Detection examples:
***

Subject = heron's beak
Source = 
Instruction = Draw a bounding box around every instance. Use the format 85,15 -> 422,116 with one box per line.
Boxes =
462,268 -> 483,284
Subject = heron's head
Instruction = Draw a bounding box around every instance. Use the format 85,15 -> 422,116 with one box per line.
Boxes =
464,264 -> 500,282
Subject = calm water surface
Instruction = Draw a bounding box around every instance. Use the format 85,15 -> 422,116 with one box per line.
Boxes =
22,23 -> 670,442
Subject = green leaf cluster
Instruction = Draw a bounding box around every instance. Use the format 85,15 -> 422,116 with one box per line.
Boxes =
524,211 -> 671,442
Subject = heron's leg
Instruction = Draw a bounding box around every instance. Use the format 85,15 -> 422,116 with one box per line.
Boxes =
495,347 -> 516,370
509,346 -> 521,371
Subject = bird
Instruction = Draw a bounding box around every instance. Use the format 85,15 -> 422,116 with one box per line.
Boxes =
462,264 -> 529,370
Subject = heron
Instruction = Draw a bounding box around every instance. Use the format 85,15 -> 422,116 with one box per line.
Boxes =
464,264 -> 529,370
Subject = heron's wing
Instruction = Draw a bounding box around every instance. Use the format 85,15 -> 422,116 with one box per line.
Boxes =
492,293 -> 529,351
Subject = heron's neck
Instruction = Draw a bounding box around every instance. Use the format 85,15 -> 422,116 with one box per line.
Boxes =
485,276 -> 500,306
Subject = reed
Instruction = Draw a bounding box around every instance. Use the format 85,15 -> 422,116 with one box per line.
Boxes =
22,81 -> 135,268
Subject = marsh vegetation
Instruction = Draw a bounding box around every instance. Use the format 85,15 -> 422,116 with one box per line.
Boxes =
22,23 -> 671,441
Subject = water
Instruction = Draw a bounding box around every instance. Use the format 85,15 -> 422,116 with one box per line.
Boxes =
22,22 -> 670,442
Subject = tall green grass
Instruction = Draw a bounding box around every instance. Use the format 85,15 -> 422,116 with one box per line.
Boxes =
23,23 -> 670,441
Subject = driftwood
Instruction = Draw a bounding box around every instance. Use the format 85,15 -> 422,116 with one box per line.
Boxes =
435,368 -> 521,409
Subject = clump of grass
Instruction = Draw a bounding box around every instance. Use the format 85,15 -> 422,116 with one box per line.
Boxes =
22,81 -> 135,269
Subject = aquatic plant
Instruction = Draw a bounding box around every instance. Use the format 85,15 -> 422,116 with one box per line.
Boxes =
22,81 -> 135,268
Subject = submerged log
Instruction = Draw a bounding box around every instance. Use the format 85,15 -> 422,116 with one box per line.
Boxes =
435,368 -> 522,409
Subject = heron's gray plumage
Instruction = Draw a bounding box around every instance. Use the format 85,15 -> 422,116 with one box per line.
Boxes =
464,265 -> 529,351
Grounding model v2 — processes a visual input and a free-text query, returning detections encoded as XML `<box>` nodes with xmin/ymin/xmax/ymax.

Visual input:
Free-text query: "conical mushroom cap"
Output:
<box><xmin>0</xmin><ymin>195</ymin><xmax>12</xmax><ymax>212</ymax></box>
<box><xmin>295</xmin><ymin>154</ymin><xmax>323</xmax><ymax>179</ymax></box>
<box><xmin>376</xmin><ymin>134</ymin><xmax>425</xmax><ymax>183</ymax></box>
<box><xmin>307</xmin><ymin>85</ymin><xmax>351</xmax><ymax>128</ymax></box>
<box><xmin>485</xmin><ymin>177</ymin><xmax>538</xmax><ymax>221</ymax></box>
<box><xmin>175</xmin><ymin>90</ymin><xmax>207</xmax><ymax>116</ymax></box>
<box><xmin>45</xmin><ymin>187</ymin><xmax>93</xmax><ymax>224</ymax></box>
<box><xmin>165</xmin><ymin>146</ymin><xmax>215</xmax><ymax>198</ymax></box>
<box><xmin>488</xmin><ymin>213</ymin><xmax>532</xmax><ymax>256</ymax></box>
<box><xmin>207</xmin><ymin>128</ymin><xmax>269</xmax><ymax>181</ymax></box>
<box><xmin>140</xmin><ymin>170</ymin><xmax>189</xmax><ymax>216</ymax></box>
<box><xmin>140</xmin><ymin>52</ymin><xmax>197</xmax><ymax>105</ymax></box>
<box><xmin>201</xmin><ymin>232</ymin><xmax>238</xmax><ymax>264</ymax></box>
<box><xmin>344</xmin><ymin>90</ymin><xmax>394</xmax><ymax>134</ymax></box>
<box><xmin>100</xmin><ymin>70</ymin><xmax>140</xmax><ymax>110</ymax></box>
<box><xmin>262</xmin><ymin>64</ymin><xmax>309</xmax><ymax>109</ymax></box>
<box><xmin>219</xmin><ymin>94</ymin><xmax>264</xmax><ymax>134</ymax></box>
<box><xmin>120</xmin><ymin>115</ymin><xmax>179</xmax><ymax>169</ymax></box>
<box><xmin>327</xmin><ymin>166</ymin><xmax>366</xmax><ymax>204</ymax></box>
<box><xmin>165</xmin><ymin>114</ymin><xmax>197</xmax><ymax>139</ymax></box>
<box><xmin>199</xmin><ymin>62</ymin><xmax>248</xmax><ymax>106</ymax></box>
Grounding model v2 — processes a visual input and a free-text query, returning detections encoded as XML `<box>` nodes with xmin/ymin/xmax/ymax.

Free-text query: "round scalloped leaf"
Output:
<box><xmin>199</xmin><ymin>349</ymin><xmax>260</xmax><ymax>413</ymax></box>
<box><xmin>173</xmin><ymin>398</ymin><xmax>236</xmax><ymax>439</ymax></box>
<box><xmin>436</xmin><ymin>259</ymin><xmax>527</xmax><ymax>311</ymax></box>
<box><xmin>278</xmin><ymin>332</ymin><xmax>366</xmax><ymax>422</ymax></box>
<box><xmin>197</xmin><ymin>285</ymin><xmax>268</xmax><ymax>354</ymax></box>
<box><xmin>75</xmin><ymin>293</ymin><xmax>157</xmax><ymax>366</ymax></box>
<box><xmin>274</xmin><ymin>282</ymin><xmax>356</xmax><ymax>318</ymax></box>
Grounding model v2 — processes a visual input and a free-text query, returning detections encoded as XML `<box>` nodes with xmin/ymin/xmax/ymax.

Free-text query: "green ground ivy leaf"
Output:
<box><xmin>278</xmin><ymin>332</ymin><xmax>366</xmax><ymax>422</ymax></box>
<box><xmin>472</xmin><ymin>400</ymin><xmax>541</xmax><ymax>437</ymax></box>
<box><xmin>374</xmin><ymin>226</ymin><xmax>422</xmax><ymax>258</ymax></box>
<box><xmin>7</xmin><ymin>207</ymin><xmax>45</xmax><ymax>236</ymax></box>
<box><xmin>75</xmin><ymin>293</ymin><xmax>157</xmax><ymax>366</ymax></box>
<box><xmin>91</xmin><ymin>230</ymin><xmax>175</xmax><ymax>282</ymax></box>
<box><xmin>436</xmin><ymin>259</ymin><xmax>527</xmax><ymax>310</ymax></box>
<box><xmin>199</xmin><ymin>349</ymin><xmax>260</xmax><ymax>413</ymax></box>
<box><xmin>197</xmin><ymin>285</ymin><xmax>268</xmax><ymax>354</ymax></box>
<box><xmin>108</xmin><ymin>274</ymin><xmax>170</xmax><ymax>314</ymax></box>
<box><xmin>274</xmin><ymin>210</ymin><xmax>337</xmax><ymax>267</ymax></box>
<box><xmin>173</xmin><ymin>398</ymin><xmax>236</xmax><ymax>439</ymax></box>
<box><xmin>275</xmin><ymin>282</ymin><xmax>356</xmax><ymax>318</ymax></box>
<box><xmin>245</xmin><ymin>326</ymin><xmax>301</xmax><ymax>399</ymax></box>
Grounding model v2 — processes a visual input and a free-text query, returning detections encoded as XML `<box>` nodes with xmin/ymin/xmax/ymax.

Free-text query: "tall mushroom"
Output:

***

**Description of the task**
Express every line of the listing above as a JSON list of strings, one string per line, and leave out the blank lines.

**Answer to the problem**
[
  "Subject = heron's beak",
  "Source = ",
  "Instruction = Draw a bounding box around every instance. Use the format 85,15 -> 422,116 with one box per line.",
  "Boxes =",
  "462,268 -> 483,284",
  "Subject = heron's head",
  "Instruction = Draw a bounding box around every instance. Use the format 85,15 -> 422,116 with one box per line.",
  "Boxes =",
  "464,264 -> 500,282",
  "Subject = calm water surface",
  "Instruction = Draw a bounding box around every instance. Use the format 85,15 -> 422,116 with one box per line.",
  "Boxes =",
  "22,23 -> 670,442",
  "Subject = green leaf cluster",
  "Instruction = Draw a bounding box around every instance. Use the format 85,15 -> 422,116 with one box per line.",
  "Boxes =",
  "524,211 -> 671,442",
  "Subject = heron's leg",
  "Instruction = Draw a bounding box around every instance. Use the format 85,15 -> 422,116 with one box per line.",
  "Boxes =",
  "495,347 -> 516,370",
  "509,346 -> 521,371",
  "Subject = bird",
  "Instruction = Draw a bounding box around every instance. Use the format 85,15 -> 422,116 with one box per line.",
  "Boxes =",
  "462,264 -> 529,370",
  "Subject = heron",
  "Instruction = Draw a bounding box around every instance. Use the format 85,15 -> 422,116 with one box per line.",
  "Boxes =",
  "464,264 -> 529,370",
  "Subject = heron's wing",
  "Instruction = Draw a bounding box around every instance. Use the format 85,15 -> 422,116 with one box per line.",
  "Boxes =",
  "492,293 -> 529,351",
  "Subject = heron's neck",
  "Instruction = Draw a bounding box around every instance. Use the format 85,15 -> 422,116 with one box per line.",
  "Boxes =",
  "485,276 -> 500,306",
  "Subject = reed",
  "Instruction = Draw a bounding box around every instance. Use the format 85,15 -> 422,116 with one box per line.",
  "Boxes =",
  "22,81 -> 135,268",
  "Subject = marsh vegetation",
  "Instruction = Draw a bounding box around every instance. Use the format 85,15 -> 422,116 with one box per line.",
  "Boxes =",
  "22,23 -> 671,441",
  "Subject = water",
  "Instruction = Draw a bounding box around every instance. Use the format 85,15 -> 422,116 with one box per line.",
  "Boxes =",
  "22,22 -> 670,442",
  "Subject = tall green grass",
  "Instruction = Draw a bounding box around every instance. Use the format 85,15 -> 422,116 with one box per line.",
  "Boxes =",
  "23,23 -> 670,441",
  "Subject = driftwood",
  "Instruction = Draw a bounding box around every instance. Use the format 85,15 -> 422,116 with one box per line.",
  "Boxes =",
  "435,368 -> 521,409",
  "Subject = clump of grass",
  "Instruction = Draw a bounding box around every instance. Use the format 85,15 -> 422,116 with one box per line.",
  "Boxes =",
  "22,81 -> 135,269",
  "Subject = aquatic plant",
  "Instruction = Draw a bounding box around every instance. Use the format 85,15 -> 422,116 with one box per line.",
  "Boxes =",
  "22,81 -> 135,268",
  "Subject = submerged log",
  "Instruction = Draw a bounding box around every instance. Use the format 85,15 -> 422,116 with one box per line.",
  "Boxes =",
  "435,368 -> 522,409",
  "Subject = heron's gray plumage",
  "Instruction = Draw a bounding box around every instance. Use the format 85,15 -> 422,116 with one box per line.",
  "Boxes =",
  "464,265 -> 529,351",
  "Grounding model v2 — processes a visual input and a free-text query, returning detections encoded as XML `<box>` nodes with xmin/ymin/xmax/ymax.",
  "Visual input:",
  "Free-text query: \"conical mushroom cap\"",
  "Output:",
  "<box><xmin>0</xmin><ymin>195</ymin><xmax>12</xmax><ymax>212</ymax></box>",
  "<box><xmin>295</xmin><ymin>154</ymin><xmax>323</xmax><ymax>179</ymax></box>",
  "<box><xmin>376</xmin><ymin>134</ymin><xmax>425</xmax><ymax>183</ymax></box>",
  "<box><xmin>307</xmin><ymin>85</ymin><xmax>351</xmax><ymax>128</ymax></box>",
  "<box><xmin>485</xmin><ymin>177</ymin><xmax>538</xmax><ymax>221</ymax></box>",
  "<box><xmin>175</xmin><ymin>90</ymin><xmax>207</xmax><ymax>116</ymax></box>",
  "<box><xmin>45</xmin><ymin>187</ymin><xmax>93</xmax><ymax>224</ymax></box>",
  "<box><xmin>165</xmin><ymin>146</ymin><xmax>215</xmax><ymax>198</ymax></box>",
  "<box><xmin>488</xmin><ymin>213</ymin><xmax>532</xmax><ymax>256</ymax></box>",
  "<box><xmin>207</xmin><ymin>128</ymin><xmax>269</xmax><ymax>181</ymax></box>",
  "<box><xmin>140</xmin><ymin>170</ymin><xmax>189</xmax><ymax>216</ymax></box>",
  "<box><xmin>140</xmin><ymin>52</ymin><xmax>197</xmax><ymax>105</ymax></box>",
  "<box><xmin>201</xmin><ymin>232</ymin><xmax>238</xmax><ymax>264</ymax></box>",
  "<box><xmin>344</xmin><ymin>90</ymin><xmax>394</xmax><ymax>134</ymax></box>",
  "<box><xmin>100</xmin><ymin>70</ymin><xmax>140</xmax><ymax>110</ymax></box>",
  "<box><xmin>262</xmin><ymin>64</ymin><xmax>309</xmax><ymax>109</ymax></box>",
  "<box><xmin>219</xmin><ymin>94</ymin><xmax>264</xmax><ymax>134</ymax></box>",
  "<box><xmin>120</xmin><ymin>115</ymin><xmax>179</xmax><ymax>169</ymax></box>",
  "<box><xmin>327</xmin><ymin>166</ymin><xmax>366</xmax><ymax>204</ymax></box>",
  "<box><xmin>165</xmin><ymin>114</ymin><xmax>197</xmax><ymax>139</ymax></box>",
  "<box><xmin>199</xmin><ymin>62</ymin><xmax>248</xmax><ymax>106</ymax></box>",
  "Grounding model v2 — processes a visual input and a free-text query, returning detections encoded as XML `<box>` nodes with xmin/ymin/xmax/ymax.",
  "Free-text query: \"round scalloped leaf\"",
  "Output:",
  "<box><xmin>199</xmin><ymin>349</ymin><xmax>260</xmax><ymax>413</ymax></box>",
  "<box><xmin>173</xmin><ymin>398</ymin><xmax>236</xmax><ymax>439</ymax></box>",
  "<box><xmin>436</xmin><ymin>259</ymin><xmax>527</xmax><ymax>311</ymax></box>",
  "<box><xmin>278</xmin><ymin>332</ymin><xmax>366</xmax><ymax>422</ymax></box>",
  "<box><xmin>197</xmin><ymin>285</ymin><xmax>268</xmax><ymax>354</ymax></box>",
  "<box><xmin>75</xmin><ymin>293</ymin><xmax>157</xmax><ymax>366</ymax></box>",
  "<box><xmin>274</xmin><ymin>282</ymin><xmax>356</xmax><ymax>318</ymax></box>",
  "Grounding model v2 — processes a visual input and a free-text query, returning detections encoded as XML `<box>` nodes with xmin/ymin/xmax/ymax.",
  "Free-text query: \"green ground ivy leaf\"",
  "Output:",
  "<box><xmin>278</xmin><ymin>332</ymin><xmax>366</xmax><ymax>422</ymax></box>",
  "<box><xmin>472</xmin><ymin>400</ymin><xmax>541</xmax><ymax>437</ymax></box>",
  "<box><xmin>374</xmin><ymin>226</ymin><xmax>422</xmax><ymax>258</ymax></box>",
  "<box><xmin>7</xmin><ymin>207</ymin><xmax>45</xmax><ymax>236</ymax></box>",
  "<box><xmin>75</xmin><ymin>293</ymin><xmax>157</xmax><ymax>366</ymax></box>",
  "<box><xmin>91</xmin><ymin>230</ymin><xmax>175</xmax><ymax>282</ymax></box>",
  "<box><xmin>436</xmin><ymin>259</ymin><xmax>527</xmax><ymax>310</ymax></box>",
  "<box><xmin>199</xmin><ymin>349</ymin><xmax>260</xmax><ymax>413</ymax></box>",
  "<box><xmin>197</xmin><ymin>285</ymin><xmax>268</xmax><ymax>354</ymax></box>",
  "<box><xmin>108</xmin><ymin>274</ymin><xmax>170</xmax><ymax>314</ymax></box>",
  "<box><xmin>274</xmin><ymin>210</ymin><xmax>337</xmax><ymax>267</ymax></box>",
  "<box><xmin>173</xmin><ymin>398</ymin><xmax>236</xmax><ymax>439</ymax></box>",
  "<box><xmin>275</xmin><ymin>282</ymin><xmax>356</xmax><ymax>318</ymax></box>",
  "<box><xmin>245</xmin><ymin>326</ymin><xmax>301</xmax><ymax>399</ymax></box>",
  "Grounding model v2 — processes a visual input and a free-text query, returning detections encoded as XML `<box>` nodes with xmin/ymin/xmax/ymax.",
  "Free-text query: \"tall mushroom\"",
  "Output:"
]